Exercise
Please reproduce the stretch from the start of the records through the line containing "222L8 239L18 348L41", switching "rough mask" to "coarse mask" and keeping everything else unchanged. Leave the pictures out of your answer.

---+---

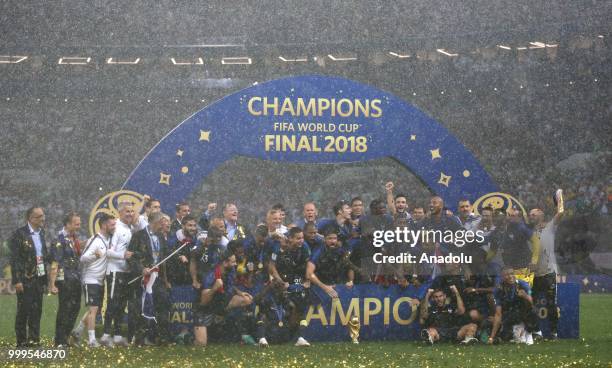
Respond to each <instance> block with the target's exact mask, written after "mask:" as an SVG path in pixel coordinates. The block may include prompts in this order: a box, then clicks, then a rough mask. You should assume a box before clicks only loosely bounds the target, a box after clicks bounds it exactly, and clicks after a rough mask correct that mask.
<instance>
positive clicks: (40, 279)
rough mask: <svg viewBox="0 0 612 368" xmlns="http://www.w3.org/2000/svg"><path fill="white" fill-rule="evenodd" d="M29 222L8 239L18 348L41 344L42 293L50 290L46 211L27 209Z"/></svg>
mask: <svg viewBox="0 0 612 368" xmlns="http://www.w3.org/2000/svg"><path fill="white" fill-rule="evenodd" d="M26 221H27V224H26V225H25V226H23V227H20V228H19V229H17V230H15V232H14V233H13V235H12V236H11V238H10V240H9V247H10V249H11V274H12V275H11V277H12V283H13V285H14V286H15V291H16V292H17V315H16V317H15V335H16V337H17V347H27V346H38V345H40V317H41V314H42V301H43V292H44V289H45V288H46V287H47V263H48V255H47V244H46V243H45V232H44V230H43V225H44V223H45V213H44V211H43V209H42V208H41V207H31V208H30V209H28V210H27V212H26Z"/></svg>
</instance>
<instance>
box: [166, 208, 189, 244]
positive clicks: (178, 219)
mask: <svg viewBox="0 0 612 368" xmlns="http://www.w3.org/2000/svg"><path fill="white" fill-rule="evenodd" d="M175 209H176V215H175V216H176V217H175V218H174V220H173V221H172V224H171V225H170V235H171V237H174V236H176V232H177V231H179V230H180V229H181V228H182V227H183V217H185V216H187V215H189V214H190V213H191V207H189V203H187V202H181V203H178V204H177V205H176V207H175Z"/></svg>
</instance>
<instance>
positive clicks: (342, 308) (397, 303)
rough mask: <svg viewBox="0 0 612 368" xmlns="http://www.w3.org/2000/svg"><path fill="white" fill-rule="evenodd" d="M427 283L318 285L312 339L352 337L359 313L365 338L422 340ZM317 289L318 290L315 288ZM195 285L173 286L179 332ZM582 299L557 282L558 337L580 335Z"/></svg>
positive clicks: (193, 299)
mask: <svg viewBox="0 0 612 368" xmlns="http://www.w3.org/2000/svg"><path fill="white" fill-rule="evenodd" d="M427 287H428V286H427V285H423V286H421V287H420V288H418V289H417V288H415V287H413V286H409V287H408V288H406V289H400V288H399V287H398V286H390V287H387V288H384V287H381V286H378V285H370V284H368V285H355V286H354V287H353V288H351V289H348V288H346V287H345V286H341V285H338V286H336V291H337V292H338V296H339V298H338V299H334V300H333V301H332V300H331V299H330V298H329V297H328V296H327V295H326V294H325V293H323V291H322V290H320V289H317V288H313V291H314V292H315V293H316V294H317V295H318V296H319V297H320V299H321V301H322V302H321V304H320V305H317V306H311V307H310V309H309V310H308V313H307V315H306V320H307V321H308V328H307V330H306V332H305V336H304V337H306V338H307V339H308V340H312V341H348V339H349V332H348V329H347V326H346V325H347V322H348V321H349V320H350V319H351V317H353V316H357V317H358V318H359V321H360V324H361V330H360V340H363V341H368V340H415V339H418V336H419V331H420V326H419V321H418V301H419V300H420V299H422V298H423V296H424V295H425V292H426V290H427ZM315 289H316V290H315ZM195 295H196V294H195V290H194V289H193V288H192V287H191V286H184V287H173V288H172V290H171V292H170V299H171V300H170V302H171V305H172V310H171V312H170V322H171V324H172V330H173V331H174V332H178V331H180V330H181V329H182V328H189V329H191V327H192V312H191V308H192V305H193V302H194V301H195ZM579 298H580V288H579V285H577V284H569V283H567V284H558V285H557V306H558V308H559V310H560V319H559V325H558V335H559V337H560V338H578V336H579ZM543 300H544V298H542V297H541V296H536V297H535V302H536V308H537V309H538V315H539V317H540V327H541V328H542V332H543V333H544V334H545V335H548V333H549V325H548V320H547V313H548V312H547V308H546V305H545V303H544V302H543Z"/></svg>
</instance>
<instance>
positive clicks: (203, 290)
mask: <svg viewBox="0 0 612 368" xmlns="http://www.w3.org/2000/svg"><path fill="white" fill-rule="evenodd" d="M235 281H236V256H235V255H234V254H231V252H225V253H224V254H223V256H222V258H221V260H220V262H219V263H218V264H217V265H216V266H215V267H214V268H213V269H212V270H210V272H208V273H207V274H206V275H205V276H204V278H203V279H202V288H201V289H200V290H199V292H198V301H199V303H198V304H197V306H196V310H195V311H194V312H195V313H194V335H195V344H196V345H198V346H206V345H207V344H208V333H209V328H211V327H212V326H213V325H219V324H221V323H222V322H223V320H224V317H225V316H226V315H227V314H228V313H229V312H230V311H231V310H234V309H238V308H244V307H248V306H249V305H251V304H252V303H253V297H252V296H251V295H250V294H249V293H247V292H244V291H241V290H239V289H238V288H236V287H235ZM238 327H239V328H246V326H245V325H244V324H241V323H239V324H238ZM225 332H227V331H225ZM244 336H245V335H244V334H243V339H244ZM251 339H252V337H251Z"/></svg>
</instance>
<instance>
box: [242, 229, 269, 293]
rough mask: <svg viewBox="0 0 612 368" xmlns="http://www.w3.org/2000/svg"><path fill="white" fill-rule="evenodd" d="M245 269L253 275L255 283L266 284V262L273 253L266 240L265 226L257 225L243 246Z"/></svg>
mask: <svg viewBox="0 0 612 368" xmlns="http://www.w3.org/2000/svg"><path fill="white" fill-rule="evenodd" d="M244 248H245V256H246V259H247V269H248V270H249V271H250V272H251V273H253V275H254V276H255V279H256V280H257V282H267V281H268V279H269V277H268V262H269V260H270V255H271V254H272V251H273V249H272V248H273V245H272V241H271V239H270V238H268V228H267V227H266V225H263V224H261V225H258V226H257V228H256V229H255V233H254V235H253V236H252V237H250V238H247V240H245V244H244Z"/></svg>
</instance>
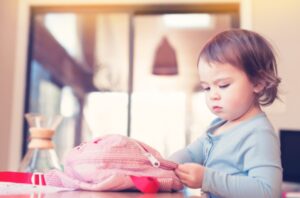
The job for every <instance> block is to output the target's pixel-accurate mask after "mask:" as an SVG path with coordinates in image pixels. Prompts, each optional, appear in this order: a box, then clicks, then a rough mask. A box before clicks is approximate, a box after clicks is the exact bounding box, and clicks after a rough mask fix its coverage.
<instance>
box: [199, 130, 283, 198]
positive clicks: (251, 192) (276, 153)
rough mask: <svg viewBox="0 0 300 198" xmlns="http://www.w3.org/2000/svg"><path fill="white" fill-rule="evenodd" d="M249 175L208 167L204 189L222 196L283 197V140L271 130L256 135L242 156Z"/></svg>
mask: <svg viewBox="0 0 300 198" xmlns="http://www.w3.org/2000/svg"><path fill="white" fill-rule="evenodd" d="M241 160H243V161H244V170H243V171H245V172H248V175H246V176H245V175H230V174H227V173H224V172H220V171H215V170H213V169H211V168H206V169H205V173H204V179H203V185H202V190H203V191H207V192H210V193H212V194H215V195H217V196H220V197H230V198H238V197H243V198H252V197H265V198H268V197H270V198H279V197H280V196H281V182H282V168H281V161H280V146H279V139H278V138H277V136H276V134H275V133H273V132H270V131H267V132H266V131H262V132H261V133H254V134H252V135H251V136H250V137H249V139H248V140H247V142H245V152H244V154H243V155H242V156H241Z"/></svg>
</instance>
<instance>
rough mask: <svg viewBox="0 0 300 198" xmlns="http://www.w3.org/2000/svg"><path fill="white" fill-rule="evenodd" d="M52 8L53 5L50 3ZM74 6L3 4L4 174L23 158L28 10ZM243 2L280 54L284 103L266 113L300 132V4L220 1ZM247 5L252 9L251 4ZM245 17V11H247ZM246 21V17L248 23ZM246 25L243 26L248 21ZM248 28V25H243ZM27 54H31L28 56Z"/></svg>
mask: <svg viewBox="0 0 300 198" xmlns="http://www.w3.org/2000/svg"><path fill="white" fill-rule="evenodd" d="M50 2H51V3H50ZM70 2H73V3H74V2H77V3H78V2H82V1H76V0H74V1H68V0H60V1H59V0H52V1H43V2H39V1H38V0H27V1H26V0H1V1H0V25H1V26H0V170H15V169H16V167H17V166H18V165H17V163H18V162H19V160H20V159H19V158H20V153H21V139H22V126H21V124H22V123H21V120H20V115H18V114H20V113H22V108H23V106H22V105H23V103H24V101H23V98H22V97H23V94H24V83H25V82H24V80H25V76H24V75H25V66H26V52H25V50H26V45H27V42H28V41H27V39H28V34H27V31H28V25H29V24H28V21H29V19H28V16H29V14H28V6H29V5H31V4H37V5H38V4H44V5H47V3H48V4H55V3H56V4H68V3H70ZM86 2H88V3H90V4H92V3H97V4H101V3H149V2H152V3H160V2H163V3H189V2H194V3H199V2H206V3H207V2H212V1H209V0H207V1H205V0H198V1H190V0H189V1H183V0H182V1H179V0H176V1H175V0H173V1H172V0H169V1H160V0H155V1H153V0H152V1H143V2H141V1H126V0H118V1H117V0H115V1H109V0H101V1H100V0H99V1H92V0H89V1H86ZM213 2H223V3H224V2H241V3H244V6H247V7H248V9H245V10H244V12H248V13H244V15H245V14H246V17H247V16H248V17H249V18H248V19H247V20H245V21H247V22H248V23H249V24H247V26H244V27H247V28H251V29H252V30H254V31H257V32H258V33H260V34H262V35H264V36H266V37H267V38H268V39H269V40H270V41H271V42H272V44H273V45H274V47H275V49H276V51H277V53H278V64H279V65H278V68H279V74H280V76H281V77H282V85H281V98H282V100H283V102H277V103H276V104H274V105H273V106H272V107H270V108H267V109H266V111H267V113H268V114H269V117H270V119H271V121H272V123H273V124H274V126H275V128H276V129H277V130H279V129H280V128H291V129H300V122H299V115H298V111H299V110H300V100H299V97H300V88H299V85H298V84H299V83H300V82H299V81H300V78H299V77H298V73H300V68H299V66H300V59H299V55H300V54H299V45H300V39H299V35H300V12H299V11H298V9H299V7H300V1H298V0H276V1H273V0H263V1H261V0H252V1H251V0H248V1H244V0H240V1H237V0H232V1H230V0H226V1H225V0H220V1H213ZM245 3H246V4H245ZM242 12H243V10H242ZM241 15H243V13H241ZM244 15H243V17H244ZM242 22H243V21H242ZM241 25H242V27H243V24H241ZM24 49H25V50H24Z"/></svg>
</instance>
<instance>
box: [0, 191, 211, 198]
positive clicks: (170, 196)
mask: <svg viewBox="0 0 300 198" xmlns="http://www.w3.org/2000/svg"><path fill="white" fill-rule="evenodd" d="M204 197H205V196H201V195H200V193H199V195H185V193H182V192H175V193H157V194H143V193H138V192H90V191H63V192H56V193H46V194H44V193H27V194H17V195H0V198H204Z"/></svg>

---+---

Solved exercise
Respond to each <instance> block with the target's exact mask, written after "mask:" as an SVG path in pixel coordinates. The block may include prompts in this order: a box, then clicks, then a coarse mask. You should assume a box before clicks only loosely bounds the target, a box after clicks bounds it exactly, and clicks after a coarse mask correct that mask.
<instance>
positive clicks: (40, 279)
coarse mask: <svg viewBox="0 0 612 368" xmlns="http://www.w3.org/2000/svg"><path fill="white" fill-rule="evenodd" d="M29 222L8 239L18 348L41 344L42 293L50 290L46 211L27 209Z"/></svg>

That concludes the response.